● GOAL
Set down, in full, every record in the block.

● INPUT MATERIAL
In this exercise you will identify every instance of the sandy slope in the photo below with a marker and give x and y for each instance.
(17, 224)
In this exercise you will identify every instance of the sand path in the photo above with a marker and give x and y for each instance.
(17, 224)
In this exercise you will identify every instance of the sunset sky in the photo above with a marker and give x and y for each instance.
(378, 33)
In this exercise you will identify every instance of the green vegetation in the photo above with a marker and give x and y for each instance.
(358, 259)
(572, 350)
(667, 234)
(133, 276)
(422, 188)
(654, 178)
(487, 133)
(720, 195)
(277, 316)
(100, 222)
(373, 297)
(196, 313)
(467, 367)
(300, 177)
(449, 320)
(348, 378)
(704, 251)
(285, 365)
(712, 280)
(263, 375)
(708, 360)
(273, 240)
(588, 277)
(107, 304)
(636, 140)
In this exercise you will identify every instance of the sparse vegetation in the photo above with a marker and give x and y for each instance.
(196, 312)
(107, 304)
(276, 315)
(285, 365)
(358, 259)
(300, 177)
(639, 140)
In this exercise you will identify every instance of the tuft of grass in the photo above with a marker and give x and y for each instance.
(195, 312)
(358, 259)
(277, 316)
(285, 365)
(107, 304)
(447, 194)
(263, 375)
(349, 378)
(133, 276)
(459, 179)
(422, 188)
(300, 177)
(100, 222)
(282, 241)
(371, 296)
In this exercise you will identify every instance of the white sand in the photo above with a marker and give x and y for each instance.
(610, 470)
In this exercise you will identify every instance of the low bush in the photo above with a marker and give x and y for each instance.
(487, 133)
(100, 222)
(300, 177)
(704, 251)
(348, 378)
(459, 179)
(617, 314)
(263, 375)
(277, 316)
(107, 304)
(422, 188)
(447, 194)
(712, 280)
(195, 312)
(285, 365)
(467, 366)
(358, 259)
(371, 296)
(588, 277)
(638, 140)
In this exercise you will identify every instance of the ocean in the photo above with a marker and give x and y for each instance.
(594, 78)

● WRITTEN RESPONSE
In this exercise you will identify every instance of the sandy slope in the photo below with a marker and give x and y for each instance.
(17, 224)
In this exercise you will identify every instance of the sand path in the photo above with a marker and give x and y for each instance.
(17, 224)
In this exercise you will identify every instance of the sunset sky in the photo above with a marker and give x and y for each instance.
(378, 33)
In this exercise you will identify every instance of the green vegetation in the photo above with a marker and give x and y for each instance.
(358, 259)
(572, 350)
(667, 234)
(133, 276)
(422, 188)
(654, 178)
(487, 133)
(720, 195)
(277, 316)
(100, 222)
(373, 297)
(196, 313)
(467, 367)
(300, 177)
(449, 320)
(348, 378)
(704, 251)
(285, 365)
(712, 280)
(263, 375)
(708, 360)
(273, 240)
(588, 277)
(107, 304)
(636, 140)
In this exercise you will identify every instance of the sparse vegetation in the photo above with a marker and give x and y for each instance.
(196, 312)
(107, 304)
(276, 315)
(285, 365)
(358, 259)
(300, 177)
(639, 140)
In this exercise you will identify every instance of the tuft of grass in the photo above with a marker and give x and y for each instance.
(195, 312)
(358, 259)
(277, 316)
(285, 365)
(107, 304)
(447, 194)
(263, 375)
(349, 378)
(133, 276)
(459, 179)
(422, 188)
(300, 177)
(100, 222)
(282, 241)
(371, 296)
In this exercise you will identify every instance of the white sand in the photo above with a marker and give x and y for each instance.
(610, 470)
In this exercise you will identify every instance of the low bush in the photo above with a marker and give x and y for each instance.
(487, 133)
(100, 222)
(300, 177)
(704, 251)
(348, 378)
(459, 179)
(617, 314)
(263, 375)
(277, 316)
(107, 304)
(422, 188)
(447, 194)
(712, 280)
(195, 312)
(285, 365)
(467, 366)
(358, 259)
(371, 296)
(588, 277)
(638, 140)
In this exercise you will identify every instance of the ocean in the photo above with a marker and give x and y for each instance.
(594, 78)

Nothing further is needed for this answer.